Brano del documento
Social o non social? Questo era il problema che mi ponevo qualche anno fa. Avevo sentito tanto parlare degli scempi che a volte si commettono sui social network che ne avevo un po' paura.
Poi mia figlia, che lavora e abita a Londra, metteva alcune delle sue foto su facebook e per poterle visionare mi son decisa.
Ho scritto “ facebook” sulla pagina per la ricerca su Google con un po' di titubanza e ho inserito i miei dati negli appositi spazi.
Subito ho provato un po' di smarrimento: mi arrivavano richieste di amicizia e non sapevo come regolarmi, perché non conoscevo tutti quelli che cercavano di contattarmi, però mi rassicurò la presenza in rete di alcune persone che avevo conosciuto tramite il blog o nei vari forum e cominciai a capire che tutto era molto piu' facile del previsto. Bastava cliccare su una delle opzioni presenti sotto ogni post e potevi semplicemente esprimere un' approvazione o potevi commentare in modo più discorsivo e anche condividere quei contenuti con i tuoi “amici”.

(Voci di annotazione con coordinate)
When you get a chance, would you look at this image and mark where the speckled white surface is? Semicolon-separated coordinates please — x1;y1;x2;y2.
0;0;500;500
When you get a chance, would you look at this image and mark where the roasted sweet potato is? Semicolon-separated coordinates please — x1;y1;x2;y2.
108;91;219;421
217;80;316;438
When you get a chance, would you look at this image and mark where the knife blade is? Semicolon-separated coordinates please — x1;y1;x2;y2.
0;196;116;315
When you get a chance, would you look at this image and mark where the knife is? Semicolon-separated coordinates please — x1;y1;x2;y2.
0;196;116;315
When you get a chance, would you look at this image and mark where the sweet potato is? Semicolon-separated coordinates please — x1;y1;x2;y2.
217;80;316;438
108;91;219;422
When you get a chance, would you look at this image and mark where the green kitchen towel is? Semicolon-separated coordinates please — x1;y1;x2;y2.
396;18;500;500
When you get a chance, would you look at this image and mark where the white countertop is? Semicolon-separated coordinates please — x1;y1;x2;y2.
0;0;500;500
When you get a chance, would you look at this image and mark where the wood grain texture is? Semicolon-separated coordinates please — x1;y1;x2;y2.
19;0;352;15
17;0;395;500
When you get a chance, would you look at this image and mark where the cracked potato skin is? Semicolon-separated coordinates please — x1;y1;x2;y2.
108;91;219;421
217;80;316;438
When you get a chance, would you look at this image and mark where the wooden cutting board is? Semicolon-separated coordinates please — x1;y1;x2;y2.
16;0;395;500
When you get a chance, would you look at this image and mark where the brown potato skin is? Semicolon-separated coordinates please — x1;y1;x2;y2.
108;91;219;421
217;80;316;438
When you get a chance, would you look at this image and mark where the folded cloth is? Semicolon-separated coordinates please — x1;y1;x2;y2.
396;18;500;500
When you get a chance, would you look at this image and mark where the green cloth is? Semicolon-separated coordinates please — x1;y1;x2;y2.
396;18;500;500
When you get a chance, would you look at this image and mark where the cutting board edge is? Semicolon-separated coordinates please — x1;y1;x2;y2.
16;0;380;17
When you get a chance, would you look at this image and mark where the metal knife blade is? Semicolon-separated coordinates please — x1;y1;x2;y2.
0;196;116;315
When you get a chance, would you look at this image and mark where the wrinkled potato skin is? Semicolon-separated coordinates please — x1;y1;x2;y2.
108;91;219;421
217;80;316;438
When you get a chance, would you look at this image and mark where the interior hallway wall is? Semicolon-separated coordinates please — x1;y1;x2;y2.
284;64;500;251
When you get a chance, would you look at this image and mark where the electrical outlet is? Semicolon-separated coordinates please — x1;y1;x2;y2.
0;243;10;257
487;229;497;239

Compiti da svolgere
- A) Traduci in inglese questa frase del testo sui social network: "Poi mia figlia, che lavora e abita a Londra, metteva alcune delle sue foto su facebook e per poterle visionare mi son decisa."
- B) Nel testo sui social network, che cosa bastava fare per esprimere un'approvazione o commentare un post?
- C) Continua il testo sui social network a partire dalla sua ultima frase.

Risposte ai compiti
- A) Then my daughter, who works and lives in London, was posting some of her photos on Facebook, and so that I could see them I made up my mind.

- B) Bastava cliccare su una delle opzioni presenti sotto ogni post.

- C)
Ricordo discussioni accesissime ad esempio sul “burqa” e sul “niqab” (il mantello che copre anche gli occhi , il primo – l'abbigliamento che lascia fuori solo gli occhi, il secondo) delle donne musulmane. Molti sostenevano che bisogna accettare anche qui da noi questi abbigliamenti perchè altrimenti le donne sarebbero state costrette a restare chiuse in casa. Io invece sostenevo che solo l' hijab” (il velo che copre il capo e lascia scoperto il viso) consente a chi lo indossa di poter avere contatti sereni con l' altra gente: quando io incontro una donna col niqab (col burqa non ne ho mai viste) mi sento molto a disagio, vengo presa da inquietudine mista a diffidenza perchè , forse a torto, leggo in quell' abbigliamento un desiderio un po' violento di affermare un' identità contro quella di tutti gli altri. Pertanto quell' abbigliamento mi pare favorire soltanto l' emarginazione e la ghettizzazione delle donne che lo indossano. Si è discusso a lungo sull' argomento e , onestamente , non so quale sia la posizione più giusta al riguardo.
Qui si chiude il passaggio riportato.